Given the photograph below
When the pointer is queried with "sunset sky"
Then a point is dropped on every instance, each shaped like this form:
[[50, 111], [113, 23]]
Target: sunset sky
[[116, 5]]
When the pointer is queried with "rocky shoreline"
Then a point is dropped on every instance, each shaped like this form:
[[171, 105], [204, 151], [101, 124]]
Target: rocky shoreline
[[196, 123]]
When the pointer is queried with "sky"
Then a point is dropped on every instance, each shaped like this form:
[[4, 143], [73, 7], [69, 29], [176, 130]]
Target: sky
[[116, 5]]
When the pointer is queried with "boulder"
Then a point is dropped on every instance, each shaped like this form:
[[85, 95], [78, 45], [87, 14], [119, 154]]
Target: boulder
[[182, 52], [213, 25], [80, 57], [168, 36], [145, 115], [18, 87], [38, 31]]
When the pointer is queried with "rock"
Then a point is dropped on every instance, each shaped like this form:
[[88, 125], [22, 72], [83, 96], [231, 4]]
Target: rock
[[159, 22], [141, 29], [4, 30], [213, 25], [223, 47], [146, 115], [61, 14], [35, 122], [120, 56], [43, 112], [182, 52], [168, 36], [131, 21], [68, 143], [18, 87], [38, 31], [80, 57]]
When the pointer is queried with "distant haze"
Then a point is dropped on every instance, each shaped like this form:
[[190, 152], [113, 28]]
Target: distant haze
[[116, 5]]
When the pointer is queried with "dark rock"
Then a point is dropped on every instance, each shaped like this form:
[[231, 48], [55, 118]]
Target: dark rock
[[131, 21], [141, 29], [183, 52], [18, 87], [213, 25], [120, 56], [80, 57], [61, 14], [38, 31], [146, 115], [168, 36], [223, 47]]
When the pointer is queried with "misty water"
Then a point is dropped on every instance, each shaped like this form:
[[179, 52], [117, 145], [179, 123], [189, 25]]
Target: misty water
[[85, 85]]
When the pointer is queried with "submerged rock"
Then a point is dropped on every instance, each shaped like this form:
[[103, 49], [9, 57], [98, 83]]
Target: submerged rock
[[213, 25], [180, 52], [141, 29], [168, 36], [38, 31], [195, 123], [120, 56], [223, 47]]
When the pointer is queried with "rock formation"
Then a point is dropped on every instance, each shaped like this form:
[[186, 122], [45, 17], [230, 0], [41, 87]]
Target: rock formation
◆ ◆ ◆ ◆
▶ _Problem to solve_: The answer is every line in the data where the word "with" appears.

▶ _Problem solution_:
When the pointer is queried with "sunset sky"
When the pointer is queried with "rocky shoreline"
When the pointer is queried with "sky"
When the pointer is queried with "boulder"
When the pointer is queried with "rock"
When the pointer is queried with "distant haze"
When the pointer is queried with "dark rock"
When the pointer is queried with "misty water"
When the pointer is queried with "submerged rock"
When the pointer is queried with "rock formation"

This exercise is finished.